Task input:
· · ·
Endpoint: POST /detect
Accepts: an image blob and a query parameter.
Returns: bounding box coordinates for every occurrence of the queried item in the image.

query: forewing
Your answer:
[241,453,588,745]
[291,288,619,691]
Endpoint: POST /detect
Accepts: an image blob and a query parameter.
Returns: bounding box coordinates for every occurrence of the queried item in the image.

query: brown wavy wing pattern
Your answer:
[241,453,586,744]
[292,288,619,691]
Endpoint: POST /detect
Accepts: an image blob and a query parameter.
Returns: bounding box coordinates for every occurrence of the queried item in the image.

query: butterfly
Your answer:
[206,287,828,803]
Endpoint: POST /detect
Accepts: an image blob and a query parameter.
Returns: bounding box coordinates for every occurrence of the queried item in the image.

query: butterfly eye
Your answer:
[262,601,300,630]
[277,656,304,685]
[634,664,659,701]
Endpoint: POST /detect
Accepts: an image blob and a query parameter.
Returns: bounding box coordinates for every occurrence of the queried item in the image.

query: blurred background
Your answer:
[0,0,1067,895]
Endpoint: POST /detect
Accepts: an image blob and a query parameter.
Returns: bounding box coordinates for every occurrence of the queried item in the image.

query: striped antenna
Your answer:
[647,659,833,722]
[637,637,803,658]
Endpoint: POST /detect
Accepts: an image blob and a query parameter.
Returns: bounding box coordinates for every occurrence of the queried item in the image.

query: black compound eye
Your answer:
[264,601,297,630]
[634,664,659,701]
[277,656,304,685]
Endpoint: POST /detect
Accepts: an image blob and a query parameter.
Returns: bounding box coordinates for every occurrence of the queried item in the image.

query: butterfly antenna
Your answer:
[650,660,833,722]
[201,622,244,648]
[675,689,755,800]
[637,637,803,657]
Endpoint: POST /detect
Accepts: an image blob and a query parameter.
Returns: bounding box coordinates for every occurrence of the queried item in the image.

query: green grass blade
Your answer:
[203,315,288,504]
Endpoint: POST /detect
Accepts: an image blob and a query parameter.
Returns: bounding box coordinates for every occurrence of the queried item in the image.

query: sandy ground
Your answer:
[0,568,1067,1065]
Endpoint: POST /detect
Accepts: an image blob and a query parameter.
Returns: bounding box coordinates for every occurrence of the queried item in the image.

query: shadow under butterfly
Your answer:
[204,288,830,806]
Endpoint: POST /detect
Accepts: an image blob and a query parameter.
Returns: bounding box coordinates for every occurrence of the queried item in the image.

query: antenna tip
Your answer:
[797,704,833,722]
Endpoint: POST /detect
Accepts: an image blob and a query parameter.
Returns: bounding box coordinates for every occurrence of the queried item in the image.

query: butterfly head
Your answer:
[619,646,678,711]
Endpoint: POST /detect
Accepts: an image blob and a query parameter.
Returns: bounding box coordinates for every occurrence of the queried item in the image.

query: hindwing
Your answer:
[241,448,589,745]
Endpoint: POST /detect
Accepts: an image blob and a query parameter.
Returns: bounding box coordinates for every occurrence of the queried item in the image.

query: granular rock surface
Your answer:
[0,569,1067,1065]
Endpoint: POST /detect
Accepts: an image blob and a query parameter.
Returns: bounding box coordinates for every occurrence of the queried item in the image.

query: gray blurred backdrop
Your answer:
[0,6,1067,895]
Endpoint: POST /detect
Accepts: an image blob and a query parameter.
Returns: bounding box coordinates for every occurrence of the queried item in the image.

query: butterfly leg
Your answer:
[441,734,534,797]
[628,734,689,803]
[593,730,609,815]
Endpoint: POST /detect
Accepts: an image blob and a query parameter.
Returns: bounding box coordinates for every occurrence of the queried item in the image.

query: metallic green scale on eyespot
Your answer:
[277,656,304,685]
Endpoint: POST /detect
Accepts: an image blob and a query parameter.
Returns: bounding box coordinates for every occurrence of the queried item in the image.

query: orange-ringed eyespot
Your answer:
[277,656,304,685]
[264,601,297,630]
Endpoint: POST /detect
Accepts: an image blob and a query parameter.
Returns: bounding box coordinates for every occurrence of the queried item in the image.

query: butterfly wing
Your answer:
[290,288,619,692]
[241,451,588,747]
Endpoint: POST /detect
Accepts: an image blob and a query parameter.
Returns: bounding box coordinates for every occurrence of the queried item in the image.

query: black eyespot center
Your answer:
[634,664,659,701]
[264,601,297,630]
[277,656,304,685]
· · ·
Exercise: Reproduce the rows word for word, starting with the very first line and going on through the line with "[292,288,619,691]", both ends included.

Problem solution:
Endpoint: POST /detect
Accepts: an image blob and a query parameter.
Returns: bounding box coordinates for every occurrence of the queried item in the image.

query: forewing
Your answer:
[241,453,588,745]
[291,288,619,691]
Endpoint: POST /detect
Accepts: an image blob and a query parameter.
Returns: bounding box coordinates for every occurrence of the queried item in the image.

query: brown wavy wing pattern
Your answer:
[241,453,586,744]
[292,288,619,691]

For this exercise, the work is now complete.